* **What this task involves**:
Show every line in the items below that contains the word "mountain".

BEGIN Given data

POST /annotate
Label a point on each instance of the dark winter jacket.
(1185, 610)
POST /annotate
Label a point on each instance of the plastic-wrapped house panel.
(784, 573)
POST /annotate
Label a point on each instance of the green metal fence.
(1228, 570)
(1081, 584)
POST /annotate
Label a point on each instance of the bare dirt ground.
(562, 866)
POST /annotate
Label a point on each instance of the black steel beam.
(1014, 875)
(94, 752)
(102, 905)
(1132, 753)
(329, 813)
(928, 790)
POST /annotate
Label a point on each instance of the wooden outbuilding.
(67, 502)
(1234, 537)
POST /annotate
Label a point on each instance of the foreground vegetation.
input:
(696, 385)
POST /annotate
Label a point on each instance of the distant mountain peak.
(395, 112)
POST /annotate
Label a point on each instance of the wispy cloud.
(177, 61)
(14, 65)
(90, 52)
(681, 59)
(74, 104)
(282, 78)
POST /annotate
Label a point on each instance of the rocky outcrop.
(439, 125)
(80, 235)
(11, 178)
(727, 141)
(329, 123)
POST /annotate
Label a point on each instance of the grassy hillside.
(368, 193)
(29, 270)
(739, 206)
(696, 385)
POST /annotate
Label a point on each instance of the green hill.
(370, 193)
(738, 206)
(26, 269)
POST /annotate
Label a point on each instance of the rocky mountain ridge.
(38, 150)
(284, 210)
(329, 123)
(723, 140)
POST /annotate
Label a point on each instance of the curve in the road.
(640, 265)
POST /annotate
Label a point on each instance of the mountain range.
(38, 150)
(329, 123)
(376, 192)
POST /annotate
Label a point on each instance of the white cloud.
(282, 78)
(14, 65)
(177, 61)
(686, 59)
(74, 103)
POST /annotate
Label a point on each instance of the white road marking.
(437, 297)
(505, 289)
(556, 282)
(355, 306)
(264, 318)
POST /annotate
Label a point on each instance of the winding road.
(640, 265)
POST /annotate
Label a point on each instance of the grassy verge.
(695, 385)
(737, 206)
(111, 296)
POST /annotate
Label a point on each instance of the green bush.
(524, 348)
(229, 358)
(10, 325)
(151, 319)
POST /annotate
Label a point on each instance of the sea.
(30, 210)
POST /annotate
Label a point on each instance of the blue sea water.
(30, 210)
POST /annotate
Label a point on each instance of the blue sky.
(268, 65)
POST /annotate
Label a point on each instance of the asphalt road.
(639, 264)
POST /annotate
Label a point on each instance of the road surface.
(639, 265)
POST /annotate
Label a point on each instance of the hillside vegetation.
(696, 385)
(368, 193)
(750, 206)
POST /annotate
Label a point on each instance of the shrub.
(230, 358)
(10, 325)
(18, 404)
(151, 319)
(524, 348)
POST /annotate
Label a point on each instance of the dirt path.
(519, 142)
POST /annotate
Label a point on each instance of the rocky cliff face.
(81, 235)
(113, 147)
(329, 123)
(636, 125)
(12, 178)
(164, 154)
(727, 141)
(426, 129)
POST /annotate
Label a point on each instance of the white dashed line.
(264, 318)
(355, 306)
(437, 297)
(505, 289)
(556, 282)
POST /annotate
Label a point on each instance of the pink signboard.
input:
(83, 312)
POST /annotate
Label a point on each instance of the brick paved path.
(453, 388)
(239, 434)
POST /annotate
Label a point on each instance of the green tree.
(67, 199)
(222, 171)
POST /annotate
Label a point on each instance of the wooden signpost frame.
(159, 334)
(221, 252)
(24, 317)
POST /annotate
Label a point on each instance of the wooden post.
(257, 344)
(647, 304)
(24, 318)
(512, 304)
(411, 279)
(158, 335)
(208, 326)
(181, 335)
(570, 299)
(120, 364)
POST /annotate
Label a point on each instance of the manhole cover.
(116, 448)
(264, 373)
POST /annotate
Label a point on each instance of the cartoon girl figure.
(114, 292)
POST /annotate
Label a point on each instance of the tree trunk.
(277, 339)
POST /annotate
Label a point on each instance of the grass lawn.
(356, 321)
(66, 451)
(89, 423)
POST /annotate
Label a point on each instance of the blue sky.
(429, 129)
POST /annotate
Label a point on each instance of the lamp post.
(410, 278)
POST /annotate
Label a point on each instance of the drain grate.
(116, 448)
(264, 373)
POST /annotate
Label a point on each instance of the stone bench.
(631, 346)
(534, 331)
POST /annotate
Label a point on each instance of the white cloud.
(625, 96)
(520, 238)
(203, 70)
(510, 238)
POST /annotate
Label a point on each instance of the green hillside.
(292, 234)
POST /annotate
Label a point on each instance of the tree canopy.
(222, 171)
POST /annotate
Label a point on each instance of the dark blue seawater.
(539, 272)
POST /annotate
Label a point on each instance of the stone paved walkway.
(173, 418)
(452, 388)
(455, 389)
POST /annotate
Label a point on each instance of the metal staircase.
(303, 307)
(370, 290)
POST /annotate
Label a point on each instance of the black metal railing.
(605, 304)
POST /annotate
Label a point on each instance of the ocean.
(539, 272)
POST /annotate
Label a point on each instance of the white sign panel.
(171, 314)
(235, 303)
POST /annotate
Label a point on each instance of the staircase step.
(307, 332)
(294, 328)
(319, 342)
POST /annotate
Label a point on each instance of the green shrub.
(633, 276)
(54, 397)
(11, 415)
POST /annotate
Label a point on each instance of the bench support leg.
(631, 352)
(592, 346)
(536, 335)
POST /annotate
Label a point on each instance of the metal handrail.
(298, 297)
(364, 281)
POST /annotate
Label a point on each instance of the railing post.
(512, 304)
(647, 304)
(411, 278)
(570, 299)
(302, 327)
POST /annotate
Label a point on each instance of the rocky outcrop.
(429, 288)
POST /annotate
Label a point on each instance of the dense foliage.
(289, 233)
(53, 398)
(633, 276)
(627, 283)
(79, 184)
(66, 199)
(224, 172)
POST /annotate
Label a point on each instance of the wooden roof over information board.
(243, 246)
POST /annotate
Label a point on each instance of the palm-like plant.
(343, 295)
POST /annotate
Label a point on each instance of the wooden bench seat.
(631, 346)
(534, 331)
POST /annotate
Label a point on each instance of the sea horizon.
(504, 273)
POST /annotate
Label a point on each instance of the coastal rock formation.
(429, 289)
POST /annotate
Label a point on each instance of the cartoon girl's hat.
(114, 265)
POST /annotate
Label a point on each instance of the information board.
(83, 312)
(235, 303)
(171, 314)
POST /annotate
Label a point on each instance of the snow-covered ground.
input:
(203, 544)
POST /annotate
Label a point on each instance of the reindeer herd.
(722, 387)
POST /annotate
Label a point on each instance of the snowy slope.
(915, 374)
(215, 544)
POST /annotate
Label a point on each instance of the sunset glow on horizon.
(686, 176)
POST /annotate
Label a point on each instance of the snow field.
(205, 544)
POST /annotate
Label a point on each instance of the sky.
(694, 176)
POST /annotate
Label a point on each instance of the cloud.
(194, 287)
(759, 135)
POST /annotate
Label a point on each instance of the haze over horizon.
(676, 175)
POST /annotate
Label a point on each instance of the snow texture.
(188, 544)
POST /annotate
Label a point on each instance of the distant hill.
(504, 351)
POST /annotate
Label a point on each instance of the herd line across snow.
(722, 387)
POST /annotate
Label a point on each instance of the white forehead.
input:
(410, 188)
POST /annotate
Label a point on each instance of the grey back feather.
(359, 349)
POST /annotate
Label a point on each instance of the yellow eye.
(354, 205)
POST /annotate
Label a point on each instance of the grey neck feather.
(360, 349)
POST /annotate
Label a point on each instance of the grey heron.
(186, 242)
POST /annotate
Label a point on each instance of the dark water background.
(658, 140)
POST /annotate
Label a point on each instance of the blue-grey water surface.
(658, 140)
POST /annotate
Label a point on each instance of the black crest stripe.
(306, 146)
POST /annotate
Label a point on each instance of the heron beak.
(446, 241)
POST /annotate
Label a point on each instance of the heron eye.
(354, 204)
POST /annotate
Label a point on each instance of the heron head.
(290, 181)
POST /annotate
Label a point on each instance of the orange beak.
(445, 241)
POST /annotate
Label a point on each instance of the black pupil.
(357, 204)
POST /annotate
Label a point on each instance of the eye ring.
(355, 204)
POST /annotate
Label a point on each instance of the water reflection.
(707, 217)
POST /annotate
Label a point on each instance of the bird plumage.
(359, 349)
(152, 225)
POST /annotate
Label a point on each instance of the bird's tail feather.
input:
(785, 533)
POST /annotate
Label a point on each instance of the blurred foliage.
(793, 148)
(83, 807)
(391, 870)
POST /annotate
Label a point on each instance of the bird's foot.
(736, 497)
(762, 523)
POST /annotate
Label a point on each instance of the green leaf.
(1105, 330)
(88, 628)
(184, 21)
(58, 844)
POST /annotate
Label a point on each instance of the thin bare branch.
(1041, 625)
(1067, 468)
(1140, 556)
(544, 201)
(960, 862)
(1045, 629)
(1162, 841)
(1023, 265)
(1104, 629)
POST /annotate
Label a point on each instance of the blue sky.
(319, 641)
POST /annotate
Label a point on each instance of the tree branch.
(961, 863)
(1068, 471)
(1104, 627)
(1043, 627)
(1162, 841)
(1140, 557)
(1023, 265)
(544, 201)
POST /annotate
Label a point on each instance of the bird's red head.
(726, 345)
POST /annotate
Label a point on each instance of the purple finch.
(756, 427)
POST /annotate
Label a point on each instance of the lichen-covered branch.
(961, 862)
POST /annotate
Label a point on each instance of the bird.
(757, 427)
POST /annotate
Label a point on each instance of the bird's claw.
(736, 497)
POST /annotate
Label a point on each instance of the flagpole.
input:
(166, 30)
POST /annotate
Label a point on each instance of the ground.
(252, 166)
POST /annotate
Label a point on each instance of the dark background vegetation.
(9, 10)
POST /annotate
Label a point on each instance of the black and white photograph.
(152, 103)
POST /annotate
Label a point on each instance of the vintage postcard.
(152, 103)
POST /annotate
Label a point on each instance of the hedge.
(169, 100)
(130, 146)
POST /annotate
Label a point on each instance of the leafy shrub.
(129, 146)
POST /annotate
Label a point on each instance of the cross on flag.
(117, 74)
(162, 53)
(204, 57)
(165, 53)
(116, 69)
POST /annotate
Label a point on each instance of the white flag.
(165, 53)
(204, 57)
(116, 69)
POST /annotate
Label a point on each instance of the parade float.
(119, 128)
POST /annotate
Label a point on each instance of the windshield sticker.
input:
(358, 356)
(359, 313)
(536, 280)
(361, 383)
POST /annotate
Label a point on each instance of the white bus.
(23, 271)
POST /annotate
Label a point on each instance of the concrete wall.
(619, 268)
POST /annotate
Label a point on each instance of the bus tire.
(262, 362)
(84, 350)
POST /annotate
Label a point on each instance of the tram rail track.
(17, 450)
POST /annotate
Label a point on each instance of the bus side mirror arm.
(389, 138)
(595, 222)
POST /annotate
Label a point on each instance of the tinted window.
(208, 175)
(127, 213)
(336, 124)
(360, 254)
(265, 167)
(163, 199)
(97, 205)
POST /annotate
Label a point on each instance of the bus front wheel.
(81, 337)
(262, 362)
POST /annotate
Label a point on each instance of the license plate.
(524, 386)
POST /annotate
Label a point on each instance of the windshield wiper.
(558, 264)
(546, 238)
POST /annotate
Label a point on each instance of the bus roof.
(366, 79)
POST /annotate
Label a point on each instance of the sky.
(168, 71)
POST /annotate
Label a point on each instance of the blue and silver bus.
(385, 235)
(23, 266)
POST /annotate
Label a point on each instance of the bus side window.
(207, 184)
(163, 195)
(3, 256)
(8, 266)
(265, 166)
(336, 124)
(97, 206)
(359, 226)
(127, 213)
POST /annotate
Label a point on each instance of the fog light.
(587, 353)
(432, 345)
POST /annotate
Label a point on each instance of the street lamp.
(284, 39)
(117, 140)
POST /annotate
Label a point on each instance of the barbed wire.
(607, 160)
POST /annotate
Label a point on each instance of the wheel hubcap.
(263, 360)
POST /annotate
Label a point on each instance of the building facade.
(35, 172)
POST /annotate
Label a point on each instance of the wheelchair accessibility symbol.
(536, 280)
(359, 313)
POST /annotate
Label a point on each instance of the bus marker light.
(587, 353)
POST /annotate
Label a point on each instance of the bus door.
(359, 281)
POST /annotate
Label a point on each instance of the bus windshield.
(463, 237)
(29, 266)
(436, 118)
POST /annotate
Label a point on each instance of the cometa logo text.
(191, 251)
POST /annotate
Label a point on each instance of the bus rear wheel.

END Given data

* **Problem solution**:
Label a point on each instance of the distant mountain peak.
Label a point on each instance of the rocky mountain ridge.
Label a point on each instance of the mountain range.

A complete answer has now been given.